» AIM OF THE EXERCISE:
Because the copy must hold no pictures, return the data below with all of its words intact.

» SOURCE RECORDS:
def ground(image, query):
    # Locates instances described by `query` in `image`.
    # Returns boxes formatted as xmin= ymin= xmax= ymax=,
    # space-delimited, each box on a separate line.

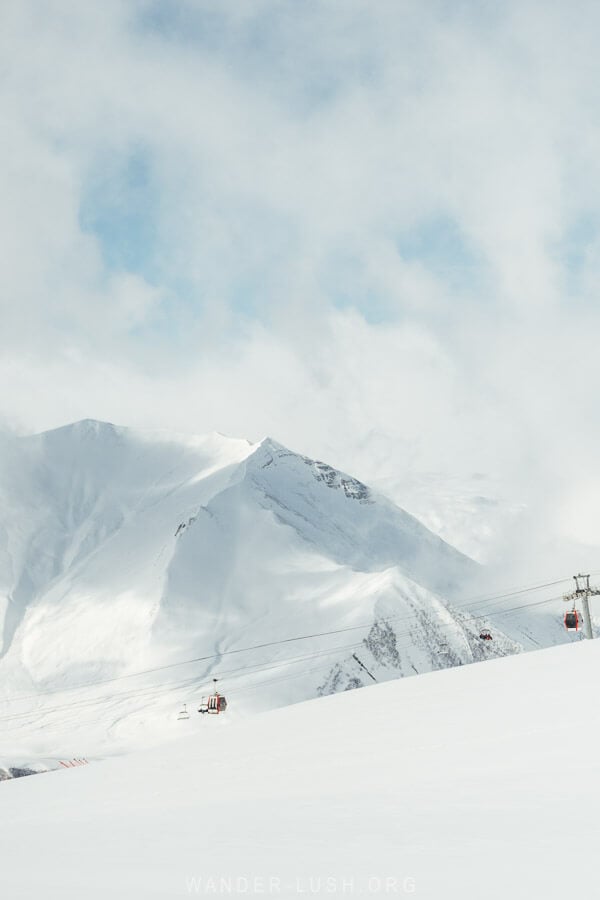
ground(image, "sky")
xmin=2 ymin=0 xmax=600 ymax=571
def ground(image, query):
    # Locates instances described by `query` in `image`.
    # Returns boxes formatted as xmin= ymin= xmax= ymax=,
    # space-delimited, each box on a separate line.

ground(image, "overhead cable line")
xmin=0 ymin=577 xmax=572 ymax=707
xmin=0 ymin=593 xmax=567 ymax=724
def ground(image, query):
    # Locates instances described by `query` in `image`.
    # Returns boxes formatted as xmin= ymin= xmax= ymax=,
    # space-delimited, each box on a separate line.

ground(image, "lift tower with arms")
xmin=563 ymin=574 xmax=600 ymax=640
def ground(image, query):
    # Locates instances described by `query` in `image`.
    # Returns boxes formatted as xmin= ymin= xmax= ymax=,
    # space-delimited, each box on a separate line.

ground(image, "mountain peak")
xmin=0 ymin=418 xmax=532 ymax=768
xmin=30 ymin=418 xmax=122 ymax=442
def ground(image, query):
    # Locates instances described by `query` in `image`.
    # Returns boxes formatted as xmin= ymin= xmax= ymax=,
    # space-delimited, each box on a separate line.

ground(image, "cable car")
xmin=177 ymin=703 xmax=190 ymax=721
xmin=564 ymin=610 xmax=580 ymax=632
xmin=479 ymin=629 xmax=493 ymax=641
xmin=198 ymin=693 xmax=227 ymax=715
xmin=198 ymin=678 xmax=227 ymax=715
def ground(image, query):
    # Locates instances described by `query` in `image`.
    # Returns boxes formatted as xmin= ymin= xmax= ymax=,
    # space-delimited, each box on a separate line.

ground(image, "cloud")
xmin=2 ymin=0 xmax=600 ymax=571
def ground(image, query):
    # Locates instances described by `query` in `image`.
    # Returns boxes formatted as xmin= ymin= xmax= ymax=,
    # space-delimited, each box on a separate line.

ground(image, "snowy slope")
xmin=2 ymin=638 xmax=599 ymax=899
xmin=0 ymin=420 xmax=539 ymax=765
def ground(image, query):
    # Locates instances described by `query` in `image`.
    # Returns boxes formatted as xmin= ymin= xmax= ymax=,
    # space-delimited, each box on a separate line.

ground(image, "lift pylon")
xmin=563 ymin=574 xmax=600 ymax=640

» EXPECTED OUTPUT:
def ground(image, query):
    # Locates instances described by `query` in `image`.
    # Returns boxes formatted as xmin= ymin= xmax= ymax=,
    # space-delimited, each box on a separate line.

ground(image, "sky")
xmin=2 ymin=0 xmax=600 ymax=571
def ground(image, query):
    # Locates instances described by `query` in `image`.
    # Returns boxes formatted as xmin= ymin= xmax= ymax=,
    # space-delimited, each box on a separate line.

ground(image, "overhead cable line")
xmin=0 ymin=577 xmax=572 ymax=707
xmin=0 ymin=593 xmax=567 ymax=724
def ground(image, query):
    # Locates instances described by `query` in `image`.
    # Returns boxes formatted as xmin= ymin= xmax= ymax=,
    # space-delimited, each box on a separate line.

ground(image, "lift tower with arms")
xmin=563 ymin=574 xmax=600 ymax=640
def ground(image, query):
    # Locates instances described by `query` in `image`.
    # Returns boxes formatted as xmin= ymin= xmax= ymax=,
    # space-delimited, each box on a separate line.

ground(image, "mountain peak")
xmin=0 ymin=418 xmax=532 ymax=768
xmin=30 ymin=418 xmax=122 ymax=442
def ground(image, query):
    # Locates instances described by `query` in `image`.
    # Returns boxes formatted as xmin= ymin= xmax= ymax=,
    # space-delimited, each box on a separate line.

ground(image, "cable car")
xmin=177 ymin=703 xmax=190 ymax=721
xmin=564 ymin=610 xmax=580 ymax=632
xmin=479 ymin=629 xmax=493 ymax=641
xmin=198 ymin=693 xmax=227 ymax=715
xmin=198 ymin=678 xmax=227 ymax=715
def ground(image, query):
    # Locates instances described by `query` in `image`.
    # Returns boxes formatted as xmin= ymin= xmax= ymax=,
    # space-delimited, each box on a separate line.

ground(image, "cloud")
xmin=2 ymin=0 xmax=600 ymax=571
def ground(image, query):
    # Locates instances described by `query` in `image`.
    # Returns boxes formatted as xmin= ymin= xmax= ymax=,
    # space-delimited, each box on a separate line.

ground(image, "snowy slope")
xmin=2 ymin=638 xmax=599 ymax=899
xmin=0 ymin=420 xmax=539 ymax=765
def ground(image, query):
    # Locates instances described by `query` in `image`.
    # Returns boxes formatted as xmin= ymin= xmax= ymax=,
    # space-delimited, each box on a separate line.

ground(image, "lift pylon")
xmin=563 ymin=574 xmax=600 ymax=640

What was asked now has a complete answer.